## What you need to do
Copy the lines of the material verbatim, from its start to the line with "265 659 283 676", both ends included. Leave the pictures out of your answer.

## Box annotations for photos

.....

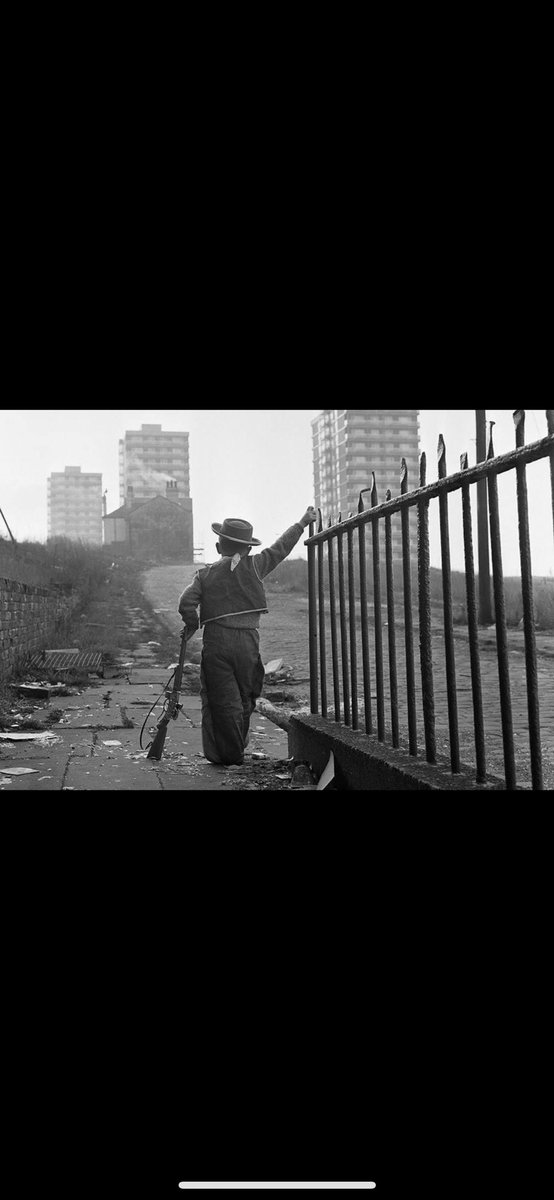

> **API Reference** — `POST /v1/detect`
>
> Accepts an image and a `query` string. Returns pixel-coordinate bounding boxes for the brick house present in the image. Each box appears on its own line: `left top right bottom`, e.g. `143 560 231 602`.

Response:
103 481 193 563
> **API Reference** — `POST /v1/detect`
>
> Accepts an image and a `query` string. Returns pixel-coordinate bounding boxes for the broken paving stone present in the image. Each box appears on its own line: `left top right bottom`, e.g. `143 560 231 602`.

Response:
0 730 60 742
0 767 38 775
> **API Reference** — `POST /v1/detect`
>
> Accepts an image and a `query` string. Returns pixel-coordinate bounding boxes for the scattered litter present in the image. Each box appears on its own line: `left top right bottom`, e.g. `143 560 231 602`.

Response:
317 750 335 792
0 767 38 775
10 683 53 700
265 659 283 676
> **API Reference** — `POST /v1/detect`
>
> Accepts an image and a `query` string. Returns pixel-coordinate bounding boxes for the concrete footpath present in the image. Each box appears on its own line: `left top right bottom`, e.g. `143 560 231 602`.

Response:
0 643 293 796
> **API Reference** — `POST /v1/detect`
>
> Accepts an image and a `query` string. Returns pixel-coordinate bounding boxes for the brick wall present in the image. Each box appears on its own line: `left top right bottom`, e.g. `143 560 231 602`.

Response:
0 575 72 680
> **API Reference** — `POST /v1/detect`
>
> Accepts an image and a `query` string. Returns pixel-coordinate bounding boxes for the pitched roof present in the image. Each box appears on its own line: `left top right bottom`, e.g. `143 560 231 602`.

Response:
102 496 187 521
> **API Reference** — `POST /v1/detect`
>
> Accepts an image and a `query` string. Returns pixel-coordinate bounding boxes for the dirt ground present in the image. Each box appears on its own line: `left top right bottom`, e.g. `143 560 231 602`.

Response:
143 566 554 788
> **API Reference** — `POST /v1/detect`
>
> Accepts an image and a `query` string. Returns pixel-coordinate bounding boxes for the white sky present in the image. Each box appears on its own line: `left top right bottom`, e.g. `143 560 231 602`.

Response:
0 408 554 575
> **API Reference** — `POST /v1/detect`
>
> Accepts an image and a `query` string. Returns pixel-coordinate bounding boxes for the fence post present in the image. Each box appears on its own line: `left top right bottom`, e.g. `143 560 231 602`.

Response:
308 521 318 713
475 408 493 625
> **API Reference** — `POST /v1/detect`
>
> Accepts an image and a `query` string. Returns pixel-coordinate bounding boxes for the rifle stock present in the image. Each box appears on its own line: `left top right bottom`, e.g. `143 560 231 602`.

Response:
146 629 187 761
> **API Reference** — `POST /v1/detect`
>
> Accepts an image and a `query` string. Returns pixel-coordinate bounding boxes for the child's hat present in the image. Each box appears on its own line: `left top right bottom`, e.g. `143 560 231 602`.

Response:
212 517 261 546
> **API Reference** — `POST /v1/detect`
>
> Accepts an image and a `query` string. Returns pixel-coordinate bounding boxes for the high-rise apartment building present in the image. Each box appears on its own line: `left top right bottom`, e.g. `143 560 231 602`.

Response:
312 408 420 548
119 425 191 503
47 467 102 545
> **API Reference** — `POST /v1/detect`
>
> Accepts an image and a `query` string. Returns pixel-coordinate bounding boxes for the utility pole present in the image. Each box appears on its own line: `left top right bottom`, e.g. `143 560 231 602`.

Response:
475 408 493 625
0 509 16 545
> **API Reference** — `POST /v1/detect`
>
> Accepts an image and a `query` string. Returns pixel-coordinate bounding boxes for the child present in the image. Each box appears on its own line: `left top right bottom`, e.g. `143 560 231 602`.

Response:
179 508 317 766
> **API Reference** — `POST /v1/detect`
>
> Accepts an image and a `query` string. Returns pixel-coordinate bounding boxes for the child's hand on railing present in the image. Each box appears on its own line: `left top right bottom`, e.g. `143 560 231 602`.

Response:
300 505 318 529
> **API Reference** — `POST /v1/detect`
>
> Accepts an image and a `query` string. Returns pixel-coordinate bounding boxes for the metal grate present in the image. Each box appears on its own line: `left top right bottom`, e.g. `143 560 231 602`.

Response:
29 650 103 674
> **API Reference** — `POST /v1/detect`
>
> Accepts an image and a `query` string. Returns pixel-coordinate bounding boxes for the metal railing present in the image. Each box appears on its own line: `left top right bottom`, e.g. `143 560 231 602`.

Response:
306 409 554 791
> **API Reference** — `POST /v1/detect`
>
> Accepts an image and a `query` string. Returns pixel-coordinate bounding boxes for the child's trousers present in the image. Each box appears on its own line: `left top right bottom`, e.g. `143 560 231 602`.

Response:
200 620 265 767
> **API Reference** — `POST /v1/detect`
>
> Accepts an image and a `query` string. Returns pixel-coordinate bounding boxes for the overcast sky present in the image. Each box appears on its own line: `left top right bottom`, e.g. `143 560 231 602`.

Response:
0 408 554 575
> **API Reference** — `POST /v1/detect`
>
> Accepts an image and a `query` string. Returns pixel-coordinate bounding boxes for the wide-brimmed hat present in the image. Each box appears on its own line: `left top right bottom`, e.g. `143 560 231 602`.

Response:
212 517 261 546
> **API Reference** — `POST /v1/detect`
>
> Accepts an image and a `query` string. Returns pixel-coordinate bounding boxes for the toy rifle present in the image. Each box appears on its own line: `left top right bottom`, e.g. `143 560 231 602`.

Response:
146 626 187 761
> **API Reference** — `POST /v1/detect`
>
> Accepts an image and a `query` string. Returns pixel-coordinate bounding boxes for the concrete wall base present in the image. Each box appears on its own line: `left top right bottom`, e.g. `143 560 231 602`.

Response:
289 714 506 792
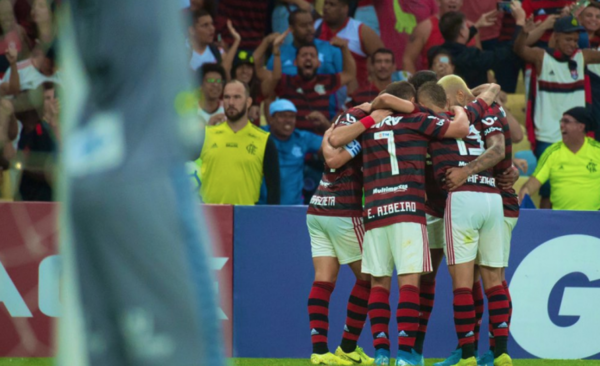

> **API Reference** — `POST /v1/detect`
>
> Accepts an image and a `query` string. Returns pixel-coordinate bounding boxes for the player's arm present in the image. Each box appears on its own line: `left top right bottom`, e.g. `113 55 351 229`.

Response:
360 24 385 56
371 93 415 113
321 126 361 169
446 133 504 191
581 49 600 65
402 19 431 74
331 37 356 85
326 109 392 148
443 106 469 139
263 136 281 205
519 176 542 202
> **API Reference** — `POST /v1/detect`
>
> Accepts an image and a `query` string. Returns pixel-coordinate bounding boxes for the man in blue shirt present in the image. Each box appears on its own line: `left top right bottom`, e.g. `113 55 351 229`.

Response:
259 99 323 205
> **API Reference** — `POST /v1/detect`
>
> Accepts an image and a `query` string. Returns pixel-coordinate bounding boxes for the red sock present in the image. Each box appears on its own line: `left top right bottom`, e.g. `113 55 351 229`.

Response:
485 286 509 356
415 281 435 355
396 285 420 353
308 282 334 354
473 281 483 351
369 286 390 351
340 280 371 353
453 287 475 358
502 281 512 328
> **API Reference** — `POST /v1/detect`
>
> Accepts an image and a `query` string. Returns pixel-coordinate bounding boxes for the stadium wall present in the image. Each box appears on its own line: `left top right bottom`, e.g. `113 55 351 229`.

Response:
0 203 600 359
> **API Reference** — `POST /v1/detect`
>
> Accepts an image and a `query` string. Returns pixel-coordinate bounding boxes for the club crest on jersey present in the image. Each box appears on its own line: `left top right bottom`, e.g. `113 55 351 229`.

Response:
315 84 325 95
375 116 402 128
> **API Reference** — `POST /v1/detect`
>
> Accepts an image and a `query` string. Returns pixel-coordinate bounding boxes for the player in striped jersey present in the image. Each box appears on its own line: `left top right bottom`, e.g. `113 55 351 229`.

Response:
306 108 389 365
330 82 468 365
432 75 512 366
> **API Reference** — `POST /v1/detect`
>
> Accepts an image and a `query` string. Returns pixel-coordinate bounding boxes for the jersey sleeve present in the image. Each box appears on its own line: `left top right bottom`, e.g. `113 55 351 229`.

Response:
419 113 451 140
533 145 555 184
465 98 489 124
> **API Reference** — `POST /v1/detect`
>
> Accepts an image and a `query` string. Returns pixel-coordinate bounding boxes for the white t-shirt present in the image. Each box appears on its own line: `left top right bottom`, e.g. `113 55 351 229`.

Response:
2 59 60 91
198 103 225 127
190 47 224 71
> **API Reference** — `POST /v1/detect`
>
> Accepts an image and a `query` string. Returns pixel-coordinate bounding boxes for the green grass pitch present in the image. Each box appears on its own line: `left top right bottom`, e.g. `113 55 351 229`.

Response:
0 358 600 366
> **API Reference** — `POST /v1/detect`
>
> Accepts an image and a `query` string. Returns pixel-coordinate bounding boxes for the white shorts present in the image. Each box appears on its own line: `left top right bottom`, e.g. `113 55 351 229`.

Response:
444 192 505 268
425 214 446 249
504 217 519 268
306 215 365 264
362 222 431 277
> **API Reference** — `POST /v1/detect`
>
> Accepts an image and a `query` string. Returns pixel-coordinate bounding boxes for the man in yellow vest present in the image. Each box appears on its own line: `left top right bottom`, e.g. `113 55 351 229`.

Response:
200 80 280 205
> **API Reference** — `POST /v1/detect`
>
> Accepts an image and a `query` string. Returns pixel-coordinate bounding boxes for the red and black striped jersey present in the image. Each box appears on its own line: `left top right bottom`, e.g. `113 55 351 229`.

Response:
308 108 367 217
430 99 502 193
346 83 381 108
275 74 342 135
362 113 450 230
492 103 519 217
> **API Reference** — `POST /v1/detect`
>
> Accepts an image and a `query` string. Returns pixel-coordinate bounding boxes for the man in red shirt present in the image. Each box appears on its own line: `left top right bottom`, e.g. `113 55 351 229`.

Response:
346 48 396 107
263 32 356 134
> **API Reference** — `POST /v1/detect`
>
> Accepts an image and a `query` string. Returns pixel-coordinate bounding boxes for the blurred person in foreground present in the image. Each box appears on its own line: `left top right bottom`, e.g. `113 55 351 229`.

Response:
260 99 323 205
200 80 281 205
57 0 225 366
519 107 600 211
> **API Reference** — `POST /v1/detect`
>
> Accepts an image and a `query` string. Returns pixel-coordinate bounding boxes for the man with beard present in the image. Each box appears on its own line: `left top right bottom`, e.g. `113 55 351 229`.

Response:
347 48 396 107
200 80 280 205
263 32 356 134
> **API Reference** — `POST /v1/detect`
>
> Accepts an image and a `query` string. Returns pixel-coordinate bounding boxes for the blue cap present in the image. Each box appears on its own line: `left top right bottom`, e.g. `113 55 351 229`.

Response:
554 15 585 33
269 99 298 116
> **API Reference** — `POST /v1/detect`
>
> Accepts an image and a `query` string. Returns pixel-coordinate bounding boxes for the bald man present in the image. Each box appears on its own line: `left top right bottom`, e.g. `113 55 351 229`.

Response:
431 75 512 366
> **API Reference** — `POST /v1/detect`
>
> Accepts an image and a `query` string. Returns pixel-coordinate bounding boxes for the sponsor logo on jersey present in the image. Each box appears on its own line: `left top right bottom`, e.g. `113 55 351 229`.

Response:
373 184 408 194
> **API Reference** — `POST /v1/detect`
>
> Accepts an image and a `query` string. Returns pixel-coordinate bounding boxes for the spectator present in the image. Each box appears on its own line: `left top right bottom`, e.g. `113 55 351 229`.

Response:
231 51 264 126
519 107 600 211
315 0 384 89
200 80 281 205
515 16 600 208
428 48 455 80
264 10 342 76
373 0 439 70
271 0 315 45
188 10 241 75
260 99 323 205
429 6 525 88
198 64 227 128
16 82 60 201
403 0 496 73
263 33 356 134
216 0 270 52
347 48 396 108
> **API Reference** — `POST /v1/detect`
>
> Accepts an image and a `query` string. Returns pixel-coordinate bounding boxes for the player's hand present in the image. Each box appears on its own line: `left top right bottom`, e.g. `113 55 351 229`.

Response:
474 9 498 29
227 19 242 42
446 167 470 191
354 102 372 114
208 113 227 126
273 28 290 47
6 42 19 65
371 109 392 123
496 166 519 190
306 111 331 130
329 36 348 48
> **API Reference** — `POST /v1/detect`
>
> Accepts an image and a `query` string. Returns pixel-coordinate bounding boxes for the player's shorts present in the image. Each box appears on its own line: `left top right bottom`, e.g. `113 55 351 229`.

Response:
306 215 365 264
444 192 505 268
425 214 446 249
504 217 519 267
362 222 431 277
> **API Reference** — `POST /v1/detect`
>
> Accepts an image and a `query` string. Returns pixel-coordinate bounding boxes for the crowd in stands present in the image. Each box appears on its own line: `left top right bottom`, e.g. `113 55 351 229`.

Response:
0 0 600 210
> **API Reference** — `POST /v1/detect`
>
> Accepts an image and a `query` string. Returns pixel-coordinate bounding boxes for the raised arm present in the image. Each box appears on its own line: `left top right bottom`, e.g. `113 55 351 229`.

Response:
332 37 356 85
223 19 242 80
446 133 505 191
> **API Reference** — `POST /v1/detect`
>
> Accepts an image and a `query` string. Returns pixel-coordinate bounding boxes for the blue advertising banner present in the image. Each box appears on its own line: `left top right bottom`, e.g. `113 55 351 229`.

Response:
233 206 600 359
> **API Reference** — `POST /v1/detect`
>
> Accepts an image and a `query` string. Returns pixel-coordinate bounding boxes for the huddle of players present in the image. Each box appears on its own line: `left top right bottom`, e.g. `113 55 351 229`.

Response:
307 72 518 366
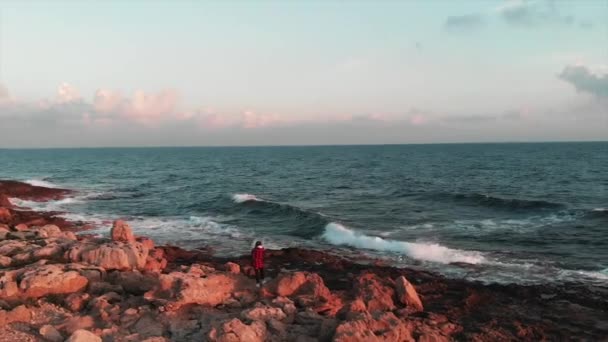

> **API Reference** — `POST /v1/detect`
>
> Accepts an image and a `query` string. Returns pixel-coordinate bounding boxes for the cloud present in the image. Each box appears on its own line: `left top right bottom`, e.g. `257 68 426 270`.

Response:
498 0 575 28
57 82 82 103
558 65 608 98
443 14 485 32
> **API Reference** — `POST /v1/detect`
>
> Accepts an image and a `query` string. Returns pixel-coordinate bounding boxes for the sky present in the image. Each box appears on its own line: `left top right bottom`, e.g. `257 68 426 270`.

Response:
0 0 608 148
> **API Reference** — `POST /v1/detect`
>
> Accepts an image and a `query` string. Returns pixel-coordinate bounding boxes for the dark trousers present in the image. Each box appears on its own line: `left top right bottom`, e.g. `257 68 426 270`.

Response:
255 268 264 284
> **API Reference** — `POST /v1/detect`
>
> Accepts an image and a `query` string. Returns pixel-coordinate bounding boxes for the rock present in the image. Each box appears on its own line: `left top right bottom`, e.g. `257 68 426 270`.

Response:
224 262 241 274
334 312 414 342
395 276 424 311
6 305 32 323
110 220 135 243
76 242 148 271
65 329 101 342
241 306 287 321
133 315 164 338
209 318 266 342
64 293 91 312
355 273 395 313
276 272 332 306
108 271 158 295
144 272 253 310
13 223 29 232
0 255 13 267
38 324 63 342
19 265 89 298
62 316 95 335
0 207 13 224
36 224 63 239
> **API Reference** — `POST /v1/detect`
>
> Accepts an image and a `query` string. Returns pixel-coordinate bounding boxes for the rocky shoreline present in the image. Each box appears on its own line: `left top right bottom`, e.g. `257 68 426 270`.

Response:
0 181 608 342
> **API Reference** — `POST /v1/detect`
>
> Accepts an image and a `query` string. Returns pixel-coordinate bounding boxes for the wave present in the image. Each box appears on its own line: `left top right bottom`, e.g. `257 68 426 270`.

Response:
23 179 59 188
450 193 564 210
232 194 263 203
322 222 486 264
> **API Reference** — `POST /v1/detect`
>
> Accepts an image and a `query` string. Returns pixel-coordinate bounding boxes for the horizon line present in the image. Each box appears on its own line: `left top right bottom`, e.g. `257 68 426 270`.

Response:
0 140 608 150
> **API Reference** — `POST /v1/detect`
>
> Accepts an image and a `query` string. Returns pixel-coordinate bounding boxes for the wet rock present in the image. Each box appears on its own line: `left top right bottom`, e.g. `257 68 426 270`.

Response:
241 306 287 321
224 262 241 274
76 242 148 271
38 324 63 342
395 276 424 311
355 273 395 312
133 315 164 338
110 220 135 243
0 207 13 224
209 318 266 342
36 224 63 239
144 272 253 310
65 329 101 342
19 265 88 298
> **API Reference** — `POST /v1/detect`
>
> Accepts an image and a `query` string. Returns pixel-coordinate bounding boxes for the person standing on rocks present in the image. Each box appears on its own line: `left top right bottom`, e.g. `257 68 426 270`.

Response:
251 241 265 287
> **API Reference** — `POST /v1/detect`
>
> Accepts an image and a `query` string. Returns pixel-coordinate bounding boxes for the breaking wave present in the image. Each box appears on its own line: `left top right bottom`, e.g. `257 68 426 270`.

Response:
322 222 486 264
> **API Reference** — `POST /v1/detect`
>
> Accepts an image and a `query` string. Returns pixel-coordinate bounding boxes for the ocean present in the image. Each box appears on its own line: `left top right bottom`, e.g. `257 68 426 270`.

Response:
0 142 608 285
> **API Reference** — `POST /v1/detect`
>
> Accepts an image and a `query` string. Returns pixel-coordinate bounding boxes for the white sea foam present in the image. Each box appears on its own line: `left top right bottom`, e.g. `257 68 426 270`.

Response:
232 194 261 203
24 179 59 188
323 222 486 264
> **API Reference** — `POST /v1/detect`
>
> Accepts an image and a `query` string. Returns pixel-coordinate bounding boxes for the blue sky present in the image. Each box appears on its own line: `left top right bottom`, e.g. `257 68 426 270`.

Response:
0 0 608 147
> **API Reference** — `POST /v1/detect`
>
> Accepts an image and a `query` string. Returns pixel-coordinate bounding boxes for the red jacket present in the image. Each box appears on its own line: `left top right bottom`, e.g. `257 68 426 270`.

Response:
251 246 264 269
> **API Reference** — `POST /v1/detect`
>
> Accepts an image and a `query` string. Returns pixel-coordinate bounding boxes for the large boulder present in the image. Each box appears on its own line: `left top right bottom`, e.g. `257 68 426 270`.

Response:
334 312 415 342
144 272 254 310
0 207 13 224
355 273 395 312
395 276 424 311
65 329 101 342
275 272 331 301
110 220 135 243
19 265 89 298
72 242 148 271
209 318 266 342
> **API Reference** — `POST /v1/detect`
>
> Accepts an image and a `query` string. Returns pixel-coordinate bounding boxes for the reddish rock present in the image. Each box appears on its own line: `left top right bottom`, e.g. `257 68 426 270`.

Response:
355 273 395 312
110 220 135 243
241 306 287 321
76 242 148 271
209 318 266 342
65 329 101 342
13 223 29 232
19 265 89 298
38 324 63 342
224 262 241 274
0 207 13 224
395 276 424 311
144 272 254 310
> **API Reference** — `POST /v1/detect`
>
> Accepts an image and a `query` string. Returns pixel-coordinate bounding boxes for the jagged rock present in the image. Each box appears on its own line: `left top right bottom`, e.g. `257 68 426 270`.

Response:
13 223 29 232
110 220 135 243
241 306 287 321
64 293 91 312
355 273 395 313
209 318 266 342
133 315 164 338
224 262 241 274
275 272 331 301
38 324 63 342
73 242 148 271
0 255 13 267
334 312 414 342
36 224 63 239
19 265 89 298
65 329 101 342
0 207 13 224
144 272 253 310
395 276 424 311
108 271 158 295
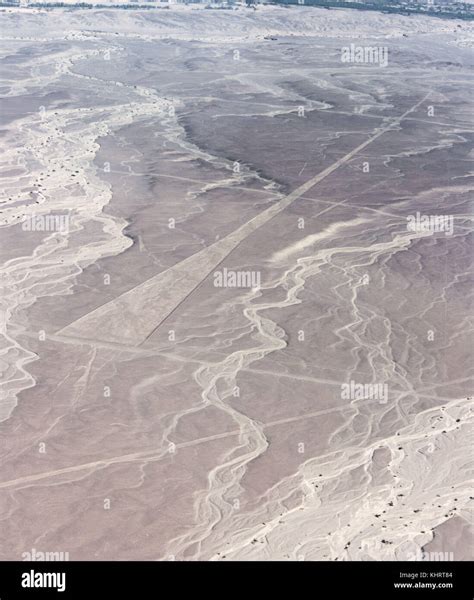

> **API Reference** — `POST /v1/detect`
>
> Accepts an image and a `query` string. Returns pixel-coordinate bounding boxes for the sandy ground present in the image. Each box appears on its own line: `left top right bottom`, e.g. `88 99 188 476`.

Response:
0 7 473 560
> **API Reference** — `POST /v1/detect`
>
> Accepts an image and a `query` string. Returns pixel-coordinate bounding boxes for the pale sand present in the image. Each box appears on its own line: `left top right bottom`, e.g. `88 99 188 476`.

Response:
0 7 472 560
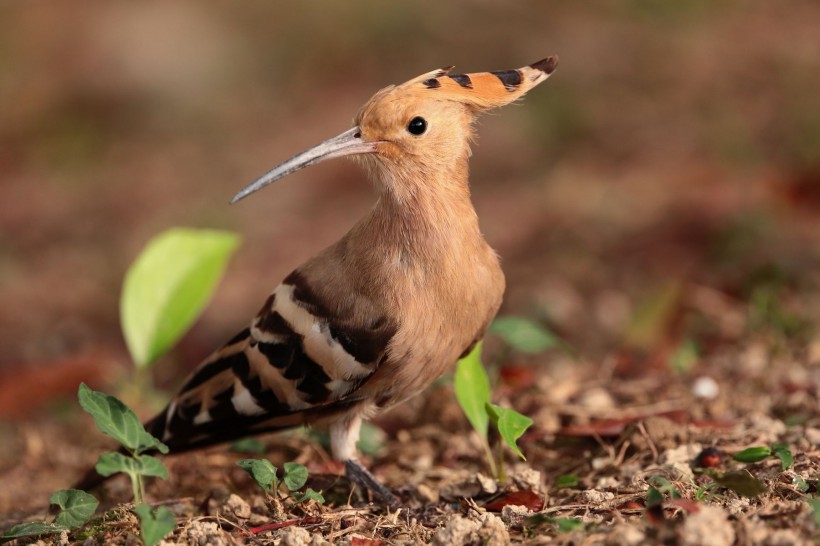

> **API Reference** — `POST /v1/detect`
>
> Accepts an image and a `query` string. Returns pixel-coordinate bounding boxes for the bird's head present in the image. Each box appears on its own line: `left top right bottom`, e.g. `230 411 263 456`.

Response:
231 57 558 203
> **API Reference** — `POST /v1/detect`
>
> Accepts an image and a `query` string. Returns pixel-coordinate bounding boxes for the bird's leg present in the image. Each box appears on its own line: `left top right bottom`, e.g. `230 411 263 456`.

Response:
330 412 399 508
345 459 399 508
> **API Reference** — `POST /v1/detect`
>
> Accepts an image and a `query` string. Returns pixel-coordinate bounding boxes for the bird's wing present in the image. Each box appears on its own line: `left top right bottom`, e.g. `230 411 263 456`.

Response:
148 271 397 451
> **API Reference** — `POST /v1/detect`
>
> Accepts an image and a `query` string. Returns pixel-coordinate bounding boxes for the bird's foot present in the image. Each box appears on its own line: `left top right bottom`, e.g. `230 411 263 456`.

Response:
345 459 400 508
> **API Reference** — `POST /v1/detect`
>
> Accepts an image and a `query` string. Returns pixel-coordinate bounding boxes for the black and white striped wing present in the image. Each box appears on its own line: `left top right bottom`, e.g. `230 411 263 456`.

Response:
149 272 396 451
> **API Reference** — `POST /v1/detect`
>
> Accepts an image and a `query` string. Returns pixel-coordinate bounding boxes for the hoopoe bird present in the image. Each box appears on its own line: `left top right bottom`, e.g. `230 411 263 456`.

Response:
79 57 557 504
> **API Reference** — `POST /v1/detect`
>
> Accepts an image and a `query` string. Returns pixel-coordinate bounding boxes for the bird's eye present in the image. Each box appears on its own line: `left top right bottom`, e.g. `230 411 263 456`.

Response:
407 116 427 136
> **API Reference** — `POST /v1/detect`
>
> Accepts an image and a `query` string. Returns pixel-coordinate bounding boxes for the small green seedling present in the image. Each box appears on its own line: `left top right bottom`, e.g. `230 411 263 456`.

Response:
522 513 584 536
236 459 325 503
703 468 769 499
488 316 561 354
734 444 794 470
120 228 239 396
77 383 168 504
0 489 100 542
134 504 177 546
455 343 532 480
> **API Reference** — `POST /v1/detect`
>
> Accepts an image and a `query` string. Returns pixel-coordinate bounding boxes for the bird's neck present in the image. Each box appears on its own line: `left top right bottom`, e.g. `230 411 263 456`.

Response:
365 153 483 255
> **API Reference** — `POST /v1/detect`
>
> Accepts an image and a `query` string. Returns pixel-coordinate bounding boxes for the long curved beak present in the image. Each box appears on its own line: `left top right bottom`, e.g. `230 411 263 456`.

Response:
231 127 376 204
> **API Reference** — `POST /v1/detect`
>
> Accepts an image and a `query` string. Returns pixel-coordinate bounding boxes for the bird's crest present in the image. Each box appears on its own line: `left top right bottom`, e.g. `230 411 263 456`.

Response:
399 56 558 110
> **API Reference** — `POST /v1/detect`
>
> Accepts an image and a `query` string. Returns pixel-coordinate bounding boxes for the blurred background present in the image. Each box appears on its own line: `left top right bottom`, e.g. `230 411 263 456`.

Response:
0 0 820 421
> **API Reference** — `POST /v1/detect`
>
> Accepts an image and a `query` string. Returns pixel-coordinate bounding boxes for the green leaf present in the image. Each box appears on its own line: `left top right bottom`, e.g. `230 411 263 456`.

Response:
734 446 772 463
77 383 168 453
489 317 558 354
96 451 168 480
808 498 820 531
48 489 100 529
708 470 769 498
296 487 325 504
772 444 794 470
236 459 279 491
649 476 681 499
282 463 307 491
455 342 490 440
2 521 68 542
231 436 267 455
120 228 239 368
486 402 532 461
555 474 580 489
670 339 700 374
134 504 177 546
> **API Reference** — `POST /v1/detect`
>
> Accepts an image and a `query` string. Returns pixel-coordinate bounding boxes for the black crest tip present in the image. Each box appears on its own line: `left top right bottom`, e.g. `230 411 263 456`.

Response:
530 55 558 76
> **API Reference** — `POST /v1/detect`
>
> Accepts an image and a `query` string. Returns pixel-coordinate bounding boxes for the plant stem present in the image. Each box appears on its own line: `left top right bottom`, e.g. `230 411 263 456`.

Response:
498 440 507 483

.....

## Answer for this exercise
> **API Reference** — `POST /v1/detect`
>
> Accepts an image and a `query` string. Returns pixel-coordinate bounding boxes for the brick house present in the image. Each box appears on its own line: `left top right bottom`, e.g. `143 560 231 602`.

Response:
103 481 193 563
> **API Reference** — `POST /v1/detect`
>
> Accepts an image and a `query` string. Returns pixel-coordinate bounding boxes for the broken paving stone present in the image. Each box appears on its own line: `left top right bottom`, e.g. `143 560 231 602`.

Response:
0 730 60 742
0 767 38 775
> **API Reference** — `POST /v1/detect`
>
> Accepts an image and a `query` string. Returns pixel-coordinate bounding boxes for the scattered litter present in the image. Each box appears on its own line: `left top right bottom`, e.g. `143 560 231 602`.

Response:
317 750 335 792
0 767 38 775
10 683 53 700
265 659 283 676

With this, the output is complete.